What the exercise asks = Reproduce each line of the records below verbatim, leaving out the pictures.

[Stored dataset records]

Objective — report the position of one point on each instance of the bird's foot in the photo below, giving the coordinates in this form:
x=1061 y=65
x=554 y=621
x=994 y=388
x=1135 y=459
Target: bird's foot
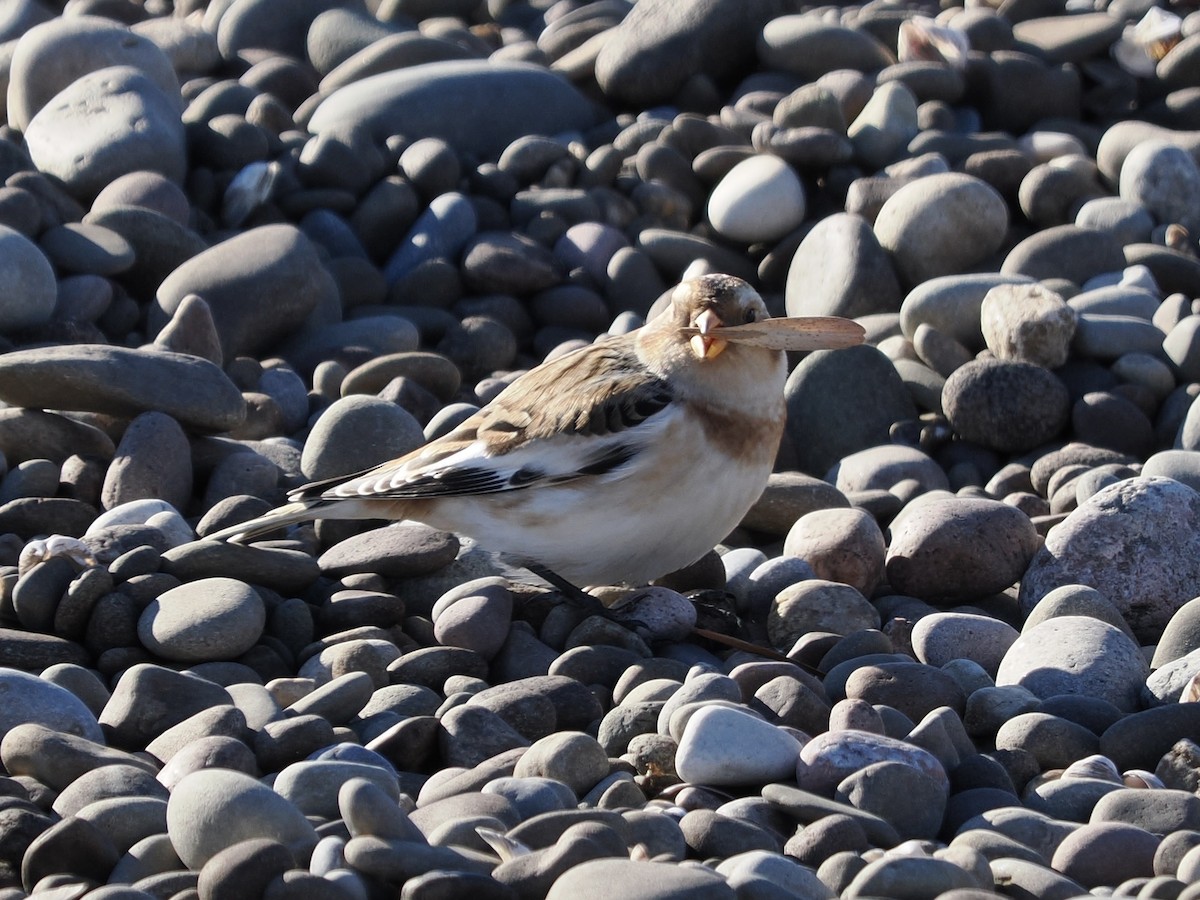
x=577 y=597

Result for this task =
Objective — report the position of one point on each instance of the bird's foot in the photo below, giving the coordinates in this form:
x=1061 y=65
x=554 y=621
x=994 y=388
x=1135 y=459
Target: bird's foot
x=577 y=597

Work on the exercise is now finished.